[Opening DATA SUPPLIED section]

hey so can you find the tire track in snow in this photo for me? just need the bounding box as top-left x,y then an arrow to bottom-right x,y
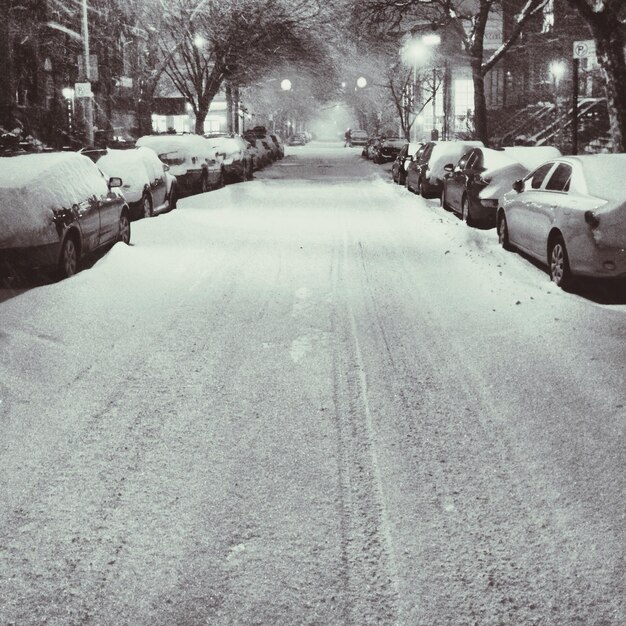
326,226 -> 399,625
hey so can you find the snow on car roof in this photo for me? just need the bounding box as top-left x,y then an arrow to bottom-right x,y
96,149 -> 152,192
0,152 -> 109,247
502,146 -> 561,171
136,134 -> 214,159
428,141 -> 484,178
574,154 -> 626,202
480,148 -> 521,172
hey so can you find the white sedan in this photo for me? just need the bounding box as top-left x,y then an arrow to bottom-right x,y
498,154 -> 626,288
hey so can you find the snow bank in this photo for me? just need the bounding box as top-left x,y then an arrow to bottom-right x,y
0,153 -> 108,248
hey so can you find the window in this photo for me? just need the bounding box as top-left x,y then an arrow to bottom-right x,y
454,79 -> 474,117
545,164 -> 572,192
529,163 -> 554,189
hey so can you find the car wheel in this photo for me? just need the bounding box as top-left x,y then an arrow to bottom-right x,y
59,234 -> 79,278
168,186 -> 178,211
461,195 -> 474,226
118,211 -> 131,244
142,193 -> 153,219
549,235 -> 572,289
497,213 -> 512,251
419,180 -> 427,197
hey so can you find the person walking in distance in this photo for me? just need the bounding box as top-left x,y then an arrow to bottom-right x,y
344,128 -> 352,147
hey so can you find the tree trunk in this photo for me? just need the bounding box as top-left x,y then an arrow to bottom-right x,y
586,11 -> 626,152
195,107 -> 208,134
0,0 -> 15,128
225,82 -> 234,133
471,58 -> 489,145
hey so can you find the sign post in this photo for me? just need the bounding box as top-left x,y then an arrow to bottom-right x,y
572,40 -> 595,155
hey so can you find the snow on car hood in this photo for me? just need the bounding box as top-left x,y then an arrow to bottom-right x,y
0,152 -> 108,248
136,135 -> 218,174
479,162 -> 529,201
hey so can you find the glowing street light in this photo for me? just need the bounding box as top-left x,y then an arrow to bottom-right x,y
356,76 -> 367,89
549,60 -> 566,86
193,35 -> 206,48
281,79 -> 292,91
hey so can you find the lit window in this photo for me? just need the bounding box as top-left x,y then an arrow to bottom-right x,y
454,79 -> 474,117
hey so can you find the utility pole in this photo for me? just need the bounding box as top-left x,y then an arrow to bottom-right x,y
82,0 -> 94,145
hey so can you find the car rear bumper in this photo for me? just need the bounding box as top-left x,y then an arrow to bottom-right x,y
572,245 -> 626,278
0,242 -> 60,273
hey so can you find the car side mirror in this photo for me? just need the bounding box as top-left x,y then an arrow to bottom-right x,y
163,163 -> 170,172
444,163 -> 454,173
513,179 -> 524,193
109,177 -> 122,188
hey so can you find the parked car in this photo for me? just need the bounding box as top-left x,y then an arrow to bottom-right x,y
205,134 -> 253,182
135,134 -> 224,196
243,135 -> 271,170
406,140 -> 484,198
442,146 -> 562,226
83,147 -> 178,220
392,142 -> 423,185
287,133 -> 306,146
371,136 -> 406,164
351,130 -> 369,146
498,154 -> 626,288
269,134 -> 285,159
0,152 -> 130,278
362,137 -> 382,160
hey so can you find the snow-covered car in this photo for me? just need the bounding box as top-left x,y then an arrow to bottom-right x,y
406,140 -> 484,198
246,135 -> 274,169
0,152 -> 130,278
441,146 -> 561,226
205,134 -> 253,182
287,134 -> 306,146
371,136 -> 406,164
392,142 -> 423,185
498,154 -> 626,288
84,147 -> 178,220
135,134 -> 224,196
351,130 -> 369,146
269,134 -> 284,159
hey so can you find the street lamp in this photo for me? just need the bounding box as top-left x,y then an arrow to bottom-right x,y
280,79 -> 292,91
356,76 -> 367,89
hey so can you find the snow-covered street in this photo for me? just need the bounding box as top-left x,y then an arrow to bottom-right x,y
1,142 -> 625,625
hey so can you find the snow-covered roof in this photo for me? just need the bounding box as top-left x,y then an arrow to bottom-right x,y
0,152 -> 108,247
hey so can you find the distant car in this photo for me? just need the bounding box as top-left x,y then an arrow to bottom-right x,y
0,152 -> 130,278
351,130 -> 369,146
269,134 -> 285,159
205,134 -> 253,182
392,142 -> 423,185
287,133 -> 306,146
135,134 -> 224,196
442,146 -> 562,226
85,147 -> 178,220
243,135 -> 272,169
362,137 -> 382,160
405,140 -> 484,198
371,136 -> 406,164
498,154 -> 626,288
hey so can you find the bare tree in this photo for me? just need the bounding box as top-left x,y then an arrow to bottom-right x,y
155,0 -> 321,134
565,0 -> 626,152
357,0 -> 548,144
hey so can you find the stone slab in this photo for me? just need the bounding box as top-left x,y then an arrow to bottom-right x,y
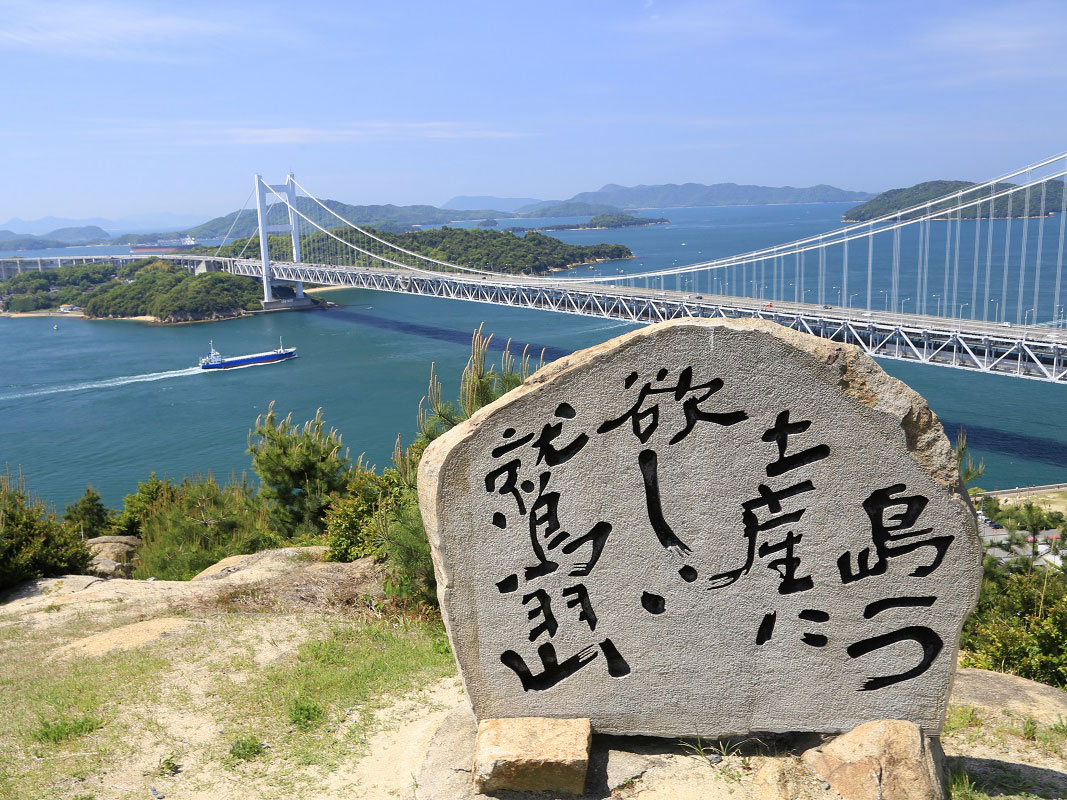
801,719 -> 946,800
951,667 -> 1067,726
415,703 -> 663,800
474,717 -> 592,795
418,318 -> 982,738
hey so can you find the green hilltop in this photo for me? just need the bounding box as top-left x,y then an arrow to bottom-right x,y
845,180 -> 1066,222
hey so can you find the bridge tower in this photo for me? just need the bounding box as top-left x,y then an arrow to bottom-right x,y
253,173 -> 305,305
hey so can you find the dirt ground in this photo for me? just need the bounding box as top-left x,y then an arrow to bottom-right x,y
1,550 -> 1065,800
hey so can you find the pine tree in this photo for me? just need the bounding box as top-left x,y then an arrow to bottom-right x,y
248,403 -> 352,539
62,487 -> 111,539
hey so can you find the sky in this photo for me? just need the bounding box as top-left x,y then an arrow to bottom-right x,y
3,0 -> 1067,222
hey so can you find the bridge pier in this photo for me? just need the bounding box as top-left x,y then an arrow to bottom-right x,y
260,295 -> 316,312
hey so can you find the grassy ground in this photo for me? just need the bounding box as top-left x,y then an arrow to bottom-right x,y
943,703 -> 1067,799
996,488 -> 1067,516
0,600 -> 454,800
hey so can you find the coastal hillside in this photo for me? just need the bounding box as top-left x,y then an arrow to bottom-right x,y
213,226 -> 632,274
845,179 -> 1066,221
180,198 -> 515,240
0,258 -> 270,322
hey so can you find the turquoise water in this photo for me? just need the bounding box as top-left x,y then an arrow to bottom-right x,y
2,202 -> 1065,508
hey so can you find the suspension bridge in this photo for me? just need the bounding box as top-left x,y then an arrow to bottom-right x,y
6,152 -> 1067,383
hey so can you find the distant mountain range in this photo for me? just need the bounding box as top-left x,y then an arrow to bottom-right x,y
180,198 -> 511,240
0,225 -> 112,250
2,180 -> 874,253
536,182 -> 873,211
0,213 -> 207,236
443,195 -> 541,212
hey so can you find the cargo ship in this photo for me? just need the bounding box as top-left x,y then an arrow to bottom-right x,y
130,235 -> 199,255
199,339 -> 297,370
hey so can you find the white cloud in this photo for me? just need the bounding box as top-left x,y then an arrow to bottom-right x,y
618,0 -> 816,45
0,1 -> 245,60
86,119 -> 526,145
917,2 -> 1067,80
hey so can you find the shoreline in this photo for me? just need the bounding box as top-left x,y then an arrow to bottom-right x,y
0,310 -> 246,326
1,310 -> 87,319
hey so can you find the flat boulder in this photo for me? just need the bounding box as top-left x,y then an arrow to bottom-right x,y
473,717 -> 592,795
801,719 -> 945,800
85,535 -> 139,564
950,667 -> 1067,726
87,555 -> 133,579
418,318 -> 981,738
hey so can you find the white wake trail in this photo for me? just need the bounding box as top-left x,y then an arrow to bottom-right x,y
0,366 -> 202,402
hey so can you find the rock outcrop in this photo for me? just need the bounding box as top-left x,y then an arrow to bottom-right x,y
802,720 -> 946,800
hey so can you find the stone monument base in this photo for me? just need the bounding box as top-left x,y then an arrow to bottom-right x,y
473,717 -> 592,795
415,704 -> 947,800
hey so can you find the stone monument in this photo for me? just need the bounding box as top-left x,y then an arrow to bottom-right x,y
418,318 -> 982,739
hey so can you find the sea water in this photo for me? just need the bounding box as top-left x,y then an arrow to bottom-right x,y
2,202 -> 1065,508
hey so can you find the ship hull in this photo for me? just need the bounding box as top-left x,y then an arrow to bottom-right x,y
200,349 -> 297,370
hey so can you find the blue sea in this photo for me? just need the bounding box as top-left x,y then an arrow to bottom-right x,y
2,202 -> 1065,509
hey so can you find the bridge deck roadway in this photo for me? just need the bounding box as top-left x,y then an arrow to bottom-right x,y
5,252 -> 1062,382
157,255 -> 1066,384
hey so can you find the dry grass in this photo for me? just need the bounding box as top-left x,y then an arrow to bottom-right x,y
0,570 -> 453,800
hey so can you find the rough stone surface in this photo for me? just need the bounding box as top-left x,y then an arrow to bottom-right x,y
418,318 -> 981,737
417,704 -> 668,800
801,720 -> 946,800
753,760 -> 805,800
86,537 -> 138,564
950,667 -> 1067,726
473,717 -> 592,795
84,535 -> 141,547
87,555 -> 133,578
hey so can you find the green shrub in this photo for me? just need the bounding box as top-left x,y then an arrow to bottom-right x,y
1022,716 -> 1038,740
62,487 -> 112,539
325,465 -> 404,561
287,696 -> 325,730
961,566 -> 1067,688
228,736 -> 265,762
109,473 -> 177,538
33,713 -> 102,744
248,403 -> 353,540
1,472 -> 92,592
132,475 -> 280,581
376,497 -> 436,605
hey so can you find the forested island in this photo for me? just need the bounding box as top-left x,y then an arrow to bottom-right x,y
2,226 -> 632,319
211,225 -> 633,274
534,213 -> 669,231
518,201 -> 623,217
844,180 -> 1066,222
0,259 -> 268,322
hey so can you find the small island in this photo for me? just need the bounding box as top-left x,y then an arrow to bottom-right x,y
505,213 -> 669,234
539,213 -> 669,231
0,259 -> 273,323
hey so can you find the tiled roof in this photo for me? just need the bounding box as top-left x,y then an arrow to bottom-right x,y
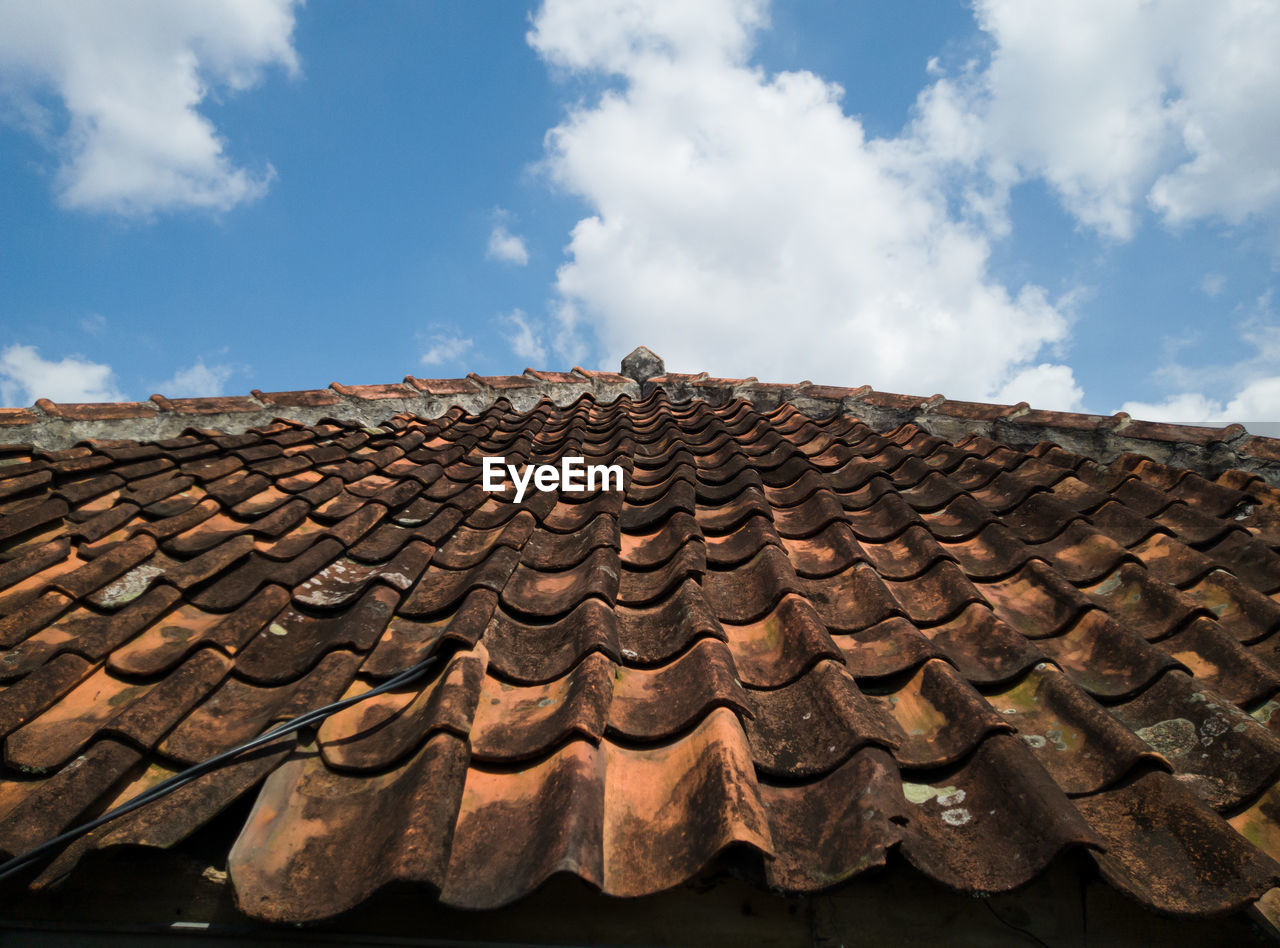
2,352 -> 1280,928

[Closing DATA SUPPLIED section]

BRIEF.
Beginning at the line that contains "hey so can you find the small", give the remaining lines of the records again exactly, through the last one. Leave out pictures.

THE COMPLETED TASK.
hey so can you find the small island in this photo for me? just need the bounding box as top-left x,y then an arrow to bottom-right x,y
505,213 -> 669,234
539,213 -> 669,231
0,259 -> 273,323
hey so can you find the tiled roof in this photo for me? just need the bounding box as top-left x,y then an arrow to bottom-right x,y
2,352 -> 1280,928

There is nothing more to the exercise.